• The problem:
Scale the listing from its start through the line containing "232,72 -> 388,335", reproducing every line and multiplying each box coordinate that follows an "Expected output:" line by 1.5, rounded to whole numbers with halves going up. Keep the numbers in the "Expected output:" lines themselves unchanged.

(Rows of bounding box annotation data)
• • • • • • •
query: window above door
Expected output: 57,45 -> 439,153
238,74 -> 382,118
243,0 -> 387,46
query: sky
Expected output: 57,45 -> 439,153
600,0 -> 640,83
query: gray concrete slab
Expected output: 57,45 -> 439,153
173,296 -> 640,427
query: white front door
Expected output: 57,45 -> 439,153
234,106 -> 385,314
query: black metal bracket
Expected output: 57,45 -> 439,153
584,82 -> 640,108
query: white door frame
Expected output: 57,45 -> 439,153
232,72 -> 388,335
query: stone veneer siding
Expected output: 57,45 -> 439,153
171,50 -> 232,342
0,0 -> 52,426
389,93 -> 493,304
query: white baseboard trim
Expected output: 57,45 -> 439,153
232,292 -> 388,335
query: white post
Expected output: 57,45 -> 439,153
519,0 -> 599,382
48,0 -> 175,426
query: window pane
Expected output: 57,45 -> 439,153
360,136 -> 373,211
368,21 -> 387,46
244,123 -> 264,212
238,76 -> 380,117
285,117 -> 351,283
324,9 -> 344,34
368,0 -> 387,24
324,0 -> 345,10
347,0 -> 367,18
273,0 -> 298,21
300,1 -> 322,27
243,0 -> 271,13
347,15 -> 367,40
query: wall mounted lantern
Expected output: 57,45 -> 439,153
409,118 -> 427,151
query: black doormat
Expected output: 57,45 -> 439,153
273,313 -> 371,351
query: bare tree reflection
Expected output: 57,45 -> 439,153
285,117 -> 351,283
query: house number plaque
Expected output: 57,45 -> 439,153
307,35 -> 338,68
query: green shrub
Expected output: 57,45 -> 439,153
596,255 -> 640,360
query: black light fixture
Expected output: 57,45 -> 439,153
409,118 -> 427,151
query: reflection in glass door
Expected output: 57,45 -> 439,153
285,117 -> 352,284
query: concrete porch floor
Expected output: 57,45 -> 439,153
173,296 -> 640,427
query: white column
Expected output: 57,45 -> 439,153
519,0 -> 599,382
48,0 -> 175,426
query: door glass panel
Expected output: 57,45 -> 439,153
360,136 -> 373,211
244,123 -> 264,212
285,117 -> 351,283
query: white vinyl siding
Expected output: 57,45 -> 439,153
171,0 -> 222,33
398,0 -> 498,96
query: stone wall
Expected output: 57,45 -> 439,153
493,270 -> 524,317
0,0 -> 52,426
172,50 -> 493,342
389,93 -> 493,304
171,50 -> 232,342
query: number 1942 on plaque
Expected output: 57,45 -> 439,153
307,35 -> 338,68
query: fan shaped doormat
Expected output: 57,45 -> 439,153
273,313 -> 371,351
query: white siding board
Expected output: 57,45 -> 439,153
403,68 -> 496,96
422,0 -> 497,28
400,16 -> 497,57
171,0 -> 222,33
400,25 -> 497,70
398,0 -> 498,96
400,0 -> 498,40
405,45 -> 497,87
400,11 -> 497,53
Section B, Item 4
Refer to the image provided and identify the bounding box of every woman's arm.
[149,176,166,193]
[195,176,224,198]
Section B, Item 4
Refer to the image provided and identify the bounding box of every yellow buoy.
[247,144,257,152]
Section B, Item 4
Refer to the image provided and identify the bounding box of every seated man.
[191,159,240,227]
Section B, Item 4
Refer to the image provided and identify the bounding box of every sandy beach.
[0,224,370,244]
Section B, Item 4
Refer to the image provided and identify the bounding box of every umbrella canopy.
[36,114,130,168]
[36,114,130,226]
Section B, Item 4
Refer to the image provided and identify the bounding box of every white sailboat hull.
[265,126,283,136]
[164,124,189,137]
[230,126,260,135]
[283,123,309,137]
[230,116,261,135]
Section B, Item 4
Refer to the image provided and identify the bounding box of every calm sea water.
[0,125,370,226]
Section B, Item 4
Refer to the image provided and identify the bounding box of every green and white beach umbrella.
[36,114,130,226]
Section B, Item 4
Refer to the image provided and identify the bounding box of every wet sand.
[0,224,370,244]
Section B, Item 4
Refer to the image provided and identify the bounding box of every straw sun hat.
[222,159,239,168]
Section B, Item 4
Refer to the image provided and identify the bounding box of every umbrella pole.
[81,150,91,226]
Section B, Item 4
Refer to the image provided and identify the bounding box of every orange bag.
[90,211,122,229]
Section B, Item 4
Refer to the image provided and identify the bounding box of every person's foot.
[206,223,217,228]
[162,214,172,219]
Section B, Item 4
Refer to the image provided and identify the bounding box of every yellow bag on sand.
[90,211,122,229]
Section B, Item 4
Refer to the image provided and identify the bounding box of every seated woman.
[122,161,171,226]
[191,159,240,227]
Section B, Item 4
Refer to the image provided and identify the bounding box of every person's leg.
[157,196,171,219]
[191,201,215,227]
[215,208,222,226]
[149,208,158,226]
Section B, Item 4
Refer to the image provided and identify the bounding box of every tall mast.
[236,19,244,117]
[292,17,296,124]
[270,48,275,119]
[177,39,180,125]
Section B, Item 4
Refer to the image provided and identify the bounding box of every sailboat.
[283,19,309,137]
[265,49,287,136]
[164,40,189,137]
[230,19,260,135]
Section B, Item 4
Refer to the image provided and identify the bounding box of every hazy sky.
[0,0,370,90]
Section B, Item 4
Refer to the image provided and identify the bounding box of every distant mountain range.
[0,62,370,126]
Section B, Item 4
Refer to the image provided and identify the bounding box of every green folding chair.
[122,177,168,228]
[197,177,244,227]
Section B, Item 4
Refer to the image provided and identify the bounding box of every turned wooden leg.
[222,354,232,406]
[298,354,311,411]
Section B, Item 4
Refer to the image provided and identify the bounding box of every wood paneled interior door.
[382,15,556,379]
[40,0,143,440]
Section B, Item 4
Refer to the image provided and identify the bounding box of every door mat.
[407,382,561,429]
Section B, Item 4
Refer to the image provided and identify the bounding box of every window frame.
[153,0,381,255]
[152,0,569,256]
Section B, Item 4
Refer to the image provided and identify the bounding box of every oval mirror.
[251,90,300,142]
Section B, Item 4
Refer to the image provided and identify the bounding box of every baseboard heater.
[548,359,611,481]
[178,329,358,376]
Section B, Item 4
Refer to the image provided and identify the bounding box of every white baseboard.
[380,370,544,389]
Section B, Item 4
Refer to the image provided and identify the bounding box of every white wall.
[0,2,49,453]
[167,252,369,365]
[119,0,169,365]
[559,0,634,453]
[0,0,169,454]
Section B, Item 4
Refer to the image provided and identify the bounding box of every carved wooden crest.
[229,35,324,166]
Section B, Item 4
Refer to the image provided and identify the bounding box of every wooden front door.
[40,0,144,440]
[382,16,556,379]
• • • • • • •
• Task response:
query: window above door
Expected output: 57,45 -> 439,153
357,111 -> 573,177
365,0 -> 581,69
query: sky
Expected output: 57,45 -> 439,153
900,0 -> 960,125
query: gray concrete slab
Expected output: 57,45 -> 439,153
260,444 -> 960,641
query: white front door
Expected output: 57,45 -> 439,153
351,159 -> 578,471
query: black metal bracket
Expected output: 57,45 -> 439,153
876,123 -> 960,162
query: white door frame
Expected output: 57,45 -> 439,153
348,108 -> 582,503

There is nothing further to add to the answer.